Arrange every line of the records below as a Markdown table with two columns, "Row" and "Content". Number each row and omit blank lines.

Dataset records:
============================================================
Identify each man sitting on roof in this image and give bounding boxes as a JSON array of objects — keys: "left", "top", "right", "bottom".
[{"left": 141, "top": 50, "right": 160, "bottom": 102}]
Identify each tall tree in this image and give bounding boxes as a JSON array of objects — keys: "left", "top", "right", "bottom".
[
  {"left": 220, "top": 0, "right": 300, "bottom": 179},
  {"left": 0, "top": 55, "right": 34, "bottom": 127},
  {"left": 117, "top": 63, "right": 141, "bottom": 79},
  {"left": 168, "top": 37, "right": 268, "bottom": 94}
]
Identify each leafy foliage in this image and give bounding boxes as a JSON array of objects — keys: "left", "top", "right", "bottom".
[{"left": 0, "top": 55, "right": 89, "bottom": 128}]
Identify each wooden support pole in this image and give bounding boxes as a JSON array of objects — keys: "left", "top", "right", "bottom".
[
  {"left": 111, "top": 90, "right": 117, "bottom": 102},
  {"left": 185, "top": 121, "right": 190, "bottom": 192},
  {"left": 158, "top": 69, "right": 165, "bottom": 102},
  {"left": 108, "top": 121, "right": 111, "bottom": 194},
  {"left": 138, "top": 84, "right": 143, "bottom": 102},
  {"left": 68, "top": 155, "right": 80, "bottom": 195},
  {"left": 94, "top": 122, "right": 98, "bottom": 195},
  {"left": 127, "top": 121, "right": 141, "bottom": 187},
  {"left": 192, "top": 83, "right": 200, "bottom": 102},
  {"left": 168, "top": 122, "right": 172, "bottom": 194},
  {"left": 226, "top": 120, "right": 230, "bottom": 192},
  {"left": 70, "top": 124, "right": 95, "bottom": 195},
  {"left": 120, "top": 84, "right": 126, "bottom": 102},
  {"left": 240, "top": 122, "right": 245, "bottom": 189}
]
============================================================
THE RESPONSE -
| Row | Content |
|---|---|
| 1 | Identify each man sitting on roof in this image and give bounding boxes as a JSON array of objects — keys: "left", "top", "right", "bottom". |
| 2 | [{"left": 141, "top": 50, "right": 160, "bottom": 102}] |
| 3 | Identify each tall tree in this image and give bounding boxes as a JSON array of objects — keys: "left", "top", "right", "bottom". |
| 4 | [ |
| 5 |   {"left": 220, "top": 0, "right": 300, "bottom": 179}, |
| 6 |   {"left": 0, "top": 55, "right": 34, "bottom": 127}, |
| 7 |   {"left": 117, "top": 63, "right": 141, "bottom": 79}, |
| 8 |   {"left": 168, "top": 37, "right": 268, "bottom": 94} |
| 9 | ] |
| 10 | Identify each leafy foliage in this image and give bounding boxes as a JSON array of objects — keys: "left", "top", "right", "bottom". |
| 11 | [{"left": 0, "top": 55, "right": 89, "bottom": 128}] |
| 12 | Identify each wooden support pole in this image and give bounding boxes as a JSON array of objects — keys: "left", "top", "right", "bottom". |
| 13 | [ |
| 14 |   {"left": 111, "top": 90, "right": 117, "bottom": 102}, |
| 15 |   {"left": 185, "top": 121, "right": 190, "bottom": 192}, |
| 16 |   {"left": 158, "top": 69, "right": 165, "bottom": 102}, |
| 17 |   {"left": 108, "top": 121, "right": 111, "bottom": 194}, |
| 18 |   {"left": 138, "top": 84, "right": 143, "bottom": 102}, |
| 19 |   {"left": 68, "top": 155, "right": 80, "bottom": 195}, |
| 20 |   {"left": 94, "top": 122, "right": 98, "bottom": 195}, |
| 21 |   {"left": 127, "top": 121, "right": 141, "bottom": 187}, |
| 22 |   {"left": 192, "top": 83, "right": 200, "bottom": 102}, |
| 23 |   {"left": 168, "top": 122, "right": 172, "bottom": 194}, |
| 24 |   {"left": 226, "top": 120, "right": 230, "bottom": 192}, |
| 25 |   {"left": 70, "top": 124, "right": 95, "bottom": 195}, |
| 26 |   {"left": 120, "top": 84, "right": 126, "bottom": 102}, |
| 27 |   {"left": 240, "top": 122, "right": 245, "bottom": 189} |
| 28 | ] |